AMBER Archive (2005)

Subject: RE: AMBER: Interpreting Amber8 Benchmark Results

From: Ross Walker (ross_at_rosswalker.co.uk)
Date: Wed Aug 31 2005 - 15:09:20 CDT


Dear Nikhil,

> I am trying to run Amber8 on EM64T with Intel Compilers. I have never
> done this before and needed help to understand how to interpret the
> benchmark data. The primary purpose of the benchmarks is to understand
> how using different interconnects such as GbE, InfiniBand, 10 GigE may
> affect the application performance.
>
> - What number should I be looking at from the benchmark summary report
> (attached).?

Ultimately you should be looking at the total time reported at the end of
the output file. This is actually Wall Clock Time (NOT CPU TIME) so will
give you a real understanding of 'time to solution' on a specific machine
setup. You can convert this to pico seconds of molecular dynamics per day
by:

ps per day = total_time * nstlim * dt / 86400

If you are interested in performance in parallel then things get a little
more complicated. You can still run say 1cpu, 2cpu, 4cpu etc and the total
time reported will still be the total wallclock time.

Also reported will be certain communication times such as FFT communication,
CRD distribute time, FRC Collect time etc. These you will find will grow as
the number of cpu's grow. Ultimately these times dominate at large CPUS
leading to simulations actually taking longer on a larger number of cpus.

The easiest way to compare simulations with different interconnects is, if
you can, connect up the exact same system (cpu, memory, disks etc) with each
of the different interconnects and then run the major benchmarks. For each
interconnect you can then plot wall clock time as a function of number of
cpus. You will then see how each different interconnect performs and where
the limit of each interconnect lies. E.g. GigEth typically chokes beyond 16
cpus while Infiniband will perform much better.

Once you have this then it is an easy step to produce price/performance
ratios etc.

> - What tests are more relevant to a customer who may be looking to
> purchase a cluster to running Amber as a primary application?

● **GIVEN DATA**:
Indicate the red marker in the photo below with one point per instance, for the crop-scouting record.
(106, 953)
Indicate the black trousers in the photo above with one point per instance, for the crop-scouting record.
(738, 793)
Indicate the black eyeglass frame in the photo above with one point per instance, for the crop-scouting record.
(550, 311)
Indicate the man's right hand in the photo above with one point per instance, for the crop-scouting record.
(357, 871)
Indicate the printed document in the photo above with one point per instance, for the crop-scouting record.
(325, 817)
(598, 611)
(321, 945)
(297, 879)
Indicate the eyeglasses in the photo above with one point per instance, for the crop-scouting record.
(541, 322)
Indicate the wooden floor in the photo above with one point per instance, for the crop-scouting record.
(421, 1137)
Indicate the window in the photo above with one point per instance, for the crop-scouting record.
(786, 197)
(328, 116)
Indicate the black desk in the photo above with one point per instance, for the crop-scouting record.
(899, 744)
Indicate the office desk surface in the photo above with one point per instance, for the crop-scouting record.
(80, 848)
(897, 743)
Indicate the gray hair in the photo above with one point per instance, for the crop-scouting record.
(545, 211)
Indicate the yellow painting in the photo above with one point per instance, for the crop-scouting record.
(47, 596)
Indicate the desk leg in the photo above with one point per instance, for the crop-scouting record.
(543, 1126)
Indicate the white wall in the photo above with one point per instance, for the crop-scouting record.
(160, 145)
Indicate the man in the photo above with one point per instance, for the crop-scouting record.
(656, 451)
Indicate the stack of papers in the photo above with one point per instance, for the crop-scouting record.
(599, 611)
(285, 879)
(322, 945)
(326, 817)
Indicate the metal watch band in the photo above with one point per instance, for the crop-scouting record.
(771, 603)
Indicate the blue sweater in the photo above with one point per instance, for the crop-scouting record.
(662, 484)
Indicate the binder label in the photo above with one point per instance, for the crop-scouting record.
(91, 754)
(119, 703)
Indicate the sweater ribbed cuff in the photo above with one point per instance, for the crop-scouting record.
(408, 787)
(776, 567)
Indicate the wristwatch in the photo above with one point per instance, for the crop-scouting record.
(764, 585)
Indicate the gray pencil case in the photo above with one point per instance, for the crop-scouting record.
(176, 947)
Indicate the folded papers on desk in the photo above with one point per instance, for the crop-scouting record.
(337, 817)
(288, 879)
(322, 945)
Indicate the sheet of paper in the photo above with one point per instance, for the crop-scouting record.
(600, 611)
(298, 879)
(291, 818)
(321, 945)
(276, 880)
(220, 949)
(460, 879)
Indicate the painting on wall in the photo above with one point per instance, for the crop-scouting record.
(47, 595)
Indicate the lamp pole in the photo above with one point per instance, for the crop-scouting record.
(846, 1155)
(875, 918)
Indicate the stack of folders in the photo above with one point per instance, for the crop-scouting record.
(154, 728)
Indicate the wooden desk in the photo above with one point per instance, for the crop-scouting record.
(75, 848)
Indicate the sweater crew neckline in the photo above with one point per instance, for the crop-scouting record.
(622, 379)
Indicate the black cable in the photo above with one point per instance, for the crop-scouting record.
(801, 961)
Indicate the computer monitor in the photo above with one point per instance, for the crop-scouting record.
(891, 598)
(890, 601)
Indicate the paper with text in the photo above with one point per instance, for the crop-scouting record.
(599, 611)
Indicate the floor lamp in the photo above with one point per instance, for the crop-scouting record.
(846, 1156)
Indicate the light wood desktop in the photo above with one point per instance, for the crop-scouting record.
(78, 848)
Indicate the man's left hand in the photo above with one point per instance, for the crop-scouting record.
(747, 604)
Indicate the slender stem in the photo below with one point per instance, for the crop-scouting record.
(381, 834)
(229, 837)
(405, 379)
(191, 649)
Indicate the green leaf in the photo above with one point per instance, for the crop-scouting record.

● **WRITTEN EXERCISE**: Write out the Amber8 benchmark reply between "Also reported will" and "perform much better.", inclusive, substituting "Gigabit Ethernet" for "GigEth".

● **WRITTEN SOLUTION**:
Also reported will be certain communication times such as FFT communication,
CRD distribute time, FRC Collect time etc. These you will find will grow as
the number of cpu's grow. Ultimately these times dominate at large CPUS
leading to simulations actually taking longer on a larger number of cpus.

The easiest way to compare simulations with different interconnects is, if
you can, connect up the exact same system (cpu, memory, disks etc) with each
of the different interconnects and then run the major benchmarks. For each
interconnect you can then plot wall clock time as a function of number of
cpus. You will then see how each different interconnect performs and where
the limit of each interconnect lies. E.g. Gigabit Ethernet typically chokes beyond 16
cpus while Infiniband will perform much better.